WHAT THE TASK ASKS> Take the entries below and print all of them exactly, please.

RECORDS SHOWN>

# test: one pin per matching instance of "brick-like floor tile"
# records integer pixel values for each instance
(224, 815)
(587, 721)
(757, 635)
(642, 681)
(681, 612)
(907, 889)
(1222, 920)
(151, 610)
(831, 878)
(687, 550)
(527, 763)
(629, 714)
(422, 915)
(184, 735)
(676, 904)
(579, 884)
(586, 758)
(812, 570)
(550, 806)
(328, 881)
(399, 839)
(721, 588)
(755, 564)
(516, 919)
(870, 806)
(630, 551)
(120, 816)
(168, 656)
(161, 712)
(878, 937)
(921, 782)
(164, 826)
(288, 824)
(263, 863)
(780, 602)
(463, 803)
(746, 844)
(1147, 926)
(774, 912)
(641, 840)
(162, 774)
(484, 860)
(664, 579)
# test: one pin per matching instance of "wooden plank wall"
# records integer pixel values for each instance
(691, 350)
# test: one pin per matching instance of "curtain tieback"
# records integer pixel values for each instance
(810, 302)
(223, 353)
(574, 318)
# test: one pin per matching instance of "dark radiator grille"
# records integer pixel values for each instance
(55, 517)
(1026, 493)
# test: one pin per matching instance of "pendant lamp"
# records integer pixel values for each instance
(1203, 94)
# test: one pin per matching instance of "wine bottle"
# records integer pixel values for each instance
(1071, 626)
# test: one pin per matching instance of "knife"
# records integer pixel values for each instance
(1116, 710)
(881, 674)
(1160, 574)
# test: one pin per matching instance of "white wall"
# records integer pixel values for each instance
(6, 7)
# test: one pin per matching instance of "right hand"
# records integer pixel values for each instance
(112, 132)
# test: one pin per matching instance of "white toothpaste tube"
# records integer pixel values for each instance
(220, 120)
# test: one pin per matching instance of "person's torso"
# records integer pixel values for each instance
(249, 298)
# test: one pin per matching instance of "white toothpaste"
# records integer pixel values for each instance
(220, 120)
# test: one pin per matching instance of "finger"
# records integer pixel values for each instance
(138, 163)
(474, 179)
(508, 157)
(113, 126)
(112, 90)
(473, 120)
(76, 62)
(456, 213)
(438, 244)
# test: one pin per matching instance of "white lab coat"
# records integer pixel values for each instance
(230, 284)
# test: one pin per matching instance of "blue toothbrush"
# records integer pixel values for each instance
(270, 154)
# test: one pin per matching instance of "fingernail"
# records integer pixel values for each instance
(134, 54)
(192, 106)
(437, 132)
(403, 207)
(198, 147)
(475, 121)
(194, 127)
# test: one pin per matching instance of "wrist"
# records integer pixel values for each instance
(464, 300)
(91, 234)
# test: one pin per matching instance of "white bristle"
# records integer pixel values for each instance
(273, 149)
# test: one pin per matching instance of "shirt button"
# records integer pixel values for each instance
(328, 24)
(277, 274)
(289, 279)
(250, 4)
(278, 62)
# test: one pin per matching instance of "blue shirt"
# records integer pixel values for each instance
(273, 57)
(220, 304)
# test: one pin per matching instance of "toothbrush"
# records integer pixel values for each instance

EXPECTED ANSWER>
# test: one pin per matching instance of "brick-like floor tile"
# records integer pixel values for each instance
(224, 815)
(587, 721)
(757, 635)
(642, 681)
(681, 612)
(907, 889)
(1222, 920)
(151, 610)
(831, 878)
(687, 550)
(527, 763)
(629, 714)
(422, 915)
(184, 735)
(676, 904)
(579, 884)
(586, 758)
(812, 570)
(550, 806)
(328, 881)
(399, 839)
(721, 588)
(755, 564)
(516, 919)
(870, 806)
(630, 551)
(120, 816)
(168, 656)
(161, 712)
(878, 937)
(921, 782)
(164, 826)
(288, 824)
(263, 863)
(780, 602)
(463, 803)
(746, 844)
(1147, 926)
(774, 912)
(641, 840)
(162, 774)
(484, 860)
(664, 579)
# test: one pin per matching instance of "wooden plank wall"
# records integer pixel values for each instance
(691, 350)
# test: one pin per matching instance of "curtain tieback"
# records integer pixel values for each instance
(810, 302)
(223, 353)
(574, 318)
# test: one pin per matching instance of "dark radiator grille"
# records integer pixel values for each instance
(55, 517)
(1026, 493)
# test: one pin per matching instance of "pendant lamp"
# records integer pixel values for each instance
(1203, 94)
# test: one pin per matching instance of "wine bottle"
# records integer pixel values for each instance
(1071, 626)
# test: one pin per matching instance of "knife"
# records integer pixel values for each instance
(1116, 710)
(881, 674)
(1160, 574)
# test: one pin per matching instance of "white wall"
# records integer pixel values for each instance
(6, 7)
# test: one pin per matching instance of "right hand"
# records integer pixel values for each instance
(112, 132)
# test: one pin per matching instance of "white toothpaste tube"
# records integer pixel values for each instance
(220, 120)
# test: one pin per matching instance of "person's torso"
# records integer pixel values for each instance
(249, 298)
# test: one pin per matching instance of "white toothpaste"
# records integer pixel values for each instance
(220, 120)
# test: one pin per matching instance of "finger"
# records integer pixel values for each instance
(138, 163)
(474, 179)
(508, 157)
(113, 126)
(112, 90)
(473, 120)
(76, 62)
(456, 213)
(438, 244)
# test: one pin per matching instance of "white lab coat"
# records integer pixel values for each instance
(230, 284)
# test: one pin per matching instance of "blue toothbrush"
# records integer pixel values for each instance
(270, 154)
# test: one pin per matching instance of "fingernail"
# records integer pixel values for each instance
(134, 54)
(192, 106)
(437, 132)
(403, 207)
(198, 147)
(475, 121)
(194, 127)
# test: one pin per matching instance of "wrist"
# records integer pixel values for each instance
(464, 300)
(91, 234)
# test: one pin per matching instance of "white bristle"
# records integer pixel values for each instance
(273, 149)
# test: one pin per matching instance of "shirt button"
# records integer pixel values for each instance
(328, 24)
(277, 274)
(289, 279)
(250, 4)
(278, 62)
# test: one pin per matching instance of "blue shirt"
# records integer pixel values for each instance
(273, 57)
(220, 304)
# test: one pin per matching instance of "toothbrush"
# records integer pixel values for each instance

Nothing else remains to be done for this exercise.